(PROBLEM REQUIREMENTS): Convert the items below into a Markdown table with the columns Row and Line, numbering each non-blank line in order and leaving out blank lines.

(DATA FOR THE TASK):
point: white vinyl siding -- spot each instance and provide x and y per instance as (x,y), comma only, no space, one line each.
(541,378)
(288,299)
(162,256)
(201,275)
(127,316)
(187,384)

(EXERCISE ANSWER):
| Row | Line |
|---|---|
| 1 | point: white vinyl siding -- spot each instance and provide x and y per instance as (x,y), comma only, no space, one line each. |
| 2 | (541,378) |
| 3 | (288,299) |
| 4 | (162,256) |
| 5 | (201,275) |
| 6 | (127,316) |
| 7 | (187,384) |